# DATASET RECORDS start

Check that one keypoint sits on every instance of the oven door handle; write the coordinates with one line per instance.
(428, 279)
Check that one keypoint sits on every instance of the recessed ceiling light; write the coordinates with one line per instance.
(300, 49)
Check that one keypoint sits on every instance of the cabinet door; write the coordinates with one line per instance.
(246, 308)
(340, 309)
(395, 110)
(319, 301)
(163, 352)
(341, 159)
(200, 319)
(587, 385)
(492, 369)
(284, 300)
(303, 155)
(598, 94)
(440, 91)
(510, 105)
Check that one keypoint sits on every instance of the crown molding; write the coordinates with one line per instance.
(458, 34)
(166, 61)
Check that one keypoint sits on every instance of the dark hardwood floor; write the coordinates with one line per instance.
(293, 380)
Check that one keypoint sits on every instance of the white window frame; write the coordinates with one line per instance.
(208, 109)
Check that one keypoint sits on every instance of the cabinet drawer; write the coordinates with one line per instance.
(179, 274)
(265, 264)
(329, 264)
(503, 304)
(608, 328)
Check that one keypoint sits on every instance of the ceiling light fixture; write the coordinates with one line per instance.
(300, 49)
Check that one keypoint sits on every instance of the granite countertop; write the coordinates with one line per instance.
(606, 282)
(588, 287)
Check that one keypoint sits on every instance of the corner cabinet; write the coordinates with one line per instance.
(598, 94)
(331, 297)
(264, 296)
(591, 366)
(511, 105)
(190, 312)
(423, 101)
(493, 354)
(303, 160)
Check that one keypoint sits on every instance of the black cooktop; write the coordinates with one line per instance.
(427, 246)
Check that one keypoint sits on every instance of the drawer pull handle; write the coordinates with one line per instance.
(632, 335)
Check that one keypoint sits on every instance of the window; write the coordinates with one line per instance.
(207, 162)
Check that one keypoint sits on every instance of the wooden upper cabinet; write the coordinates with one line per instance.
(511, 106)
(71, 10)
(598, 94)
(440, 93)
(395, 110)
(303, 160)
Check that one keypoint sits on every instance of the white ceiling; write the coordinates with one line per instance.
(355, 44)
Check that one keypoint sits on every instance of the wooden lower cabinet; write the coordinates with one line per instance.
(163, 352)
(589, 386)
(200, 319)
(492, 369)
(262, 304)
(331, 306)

# DATASET RECORDS end
# DATASET RECORDS start

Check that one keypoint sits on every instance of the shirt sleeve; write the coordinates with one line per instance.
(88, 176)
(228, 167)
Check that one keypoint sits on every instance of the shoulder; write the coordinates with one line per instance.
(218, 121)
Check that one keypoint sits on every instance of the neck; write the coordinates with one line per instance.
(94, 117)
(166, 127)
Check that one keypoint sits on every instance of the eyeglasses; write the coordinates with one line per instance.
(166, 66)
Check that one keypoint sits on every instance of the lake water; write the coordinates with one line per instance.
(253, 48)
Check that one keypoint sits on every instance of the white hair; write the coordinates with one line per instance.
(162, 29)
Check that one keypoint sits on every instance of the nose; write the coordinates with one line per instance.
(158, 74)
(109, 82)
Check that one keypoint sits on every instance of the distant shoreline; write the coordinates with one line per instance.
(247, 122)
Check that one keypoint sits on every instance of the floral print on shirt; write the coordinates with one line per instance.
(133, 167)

# DATASET RECORDS end

JOB: Which lines in the records above contain the string "handle"? Copy out each such line in full.

WRITTEN SOLUTION:
Check that one keypoint sits on every instance of the oven door handle; write the coordinates with one line per instance.
Check that one keypoint sits on every instance of the drawer pull handle; write the coordinates with one line per instance.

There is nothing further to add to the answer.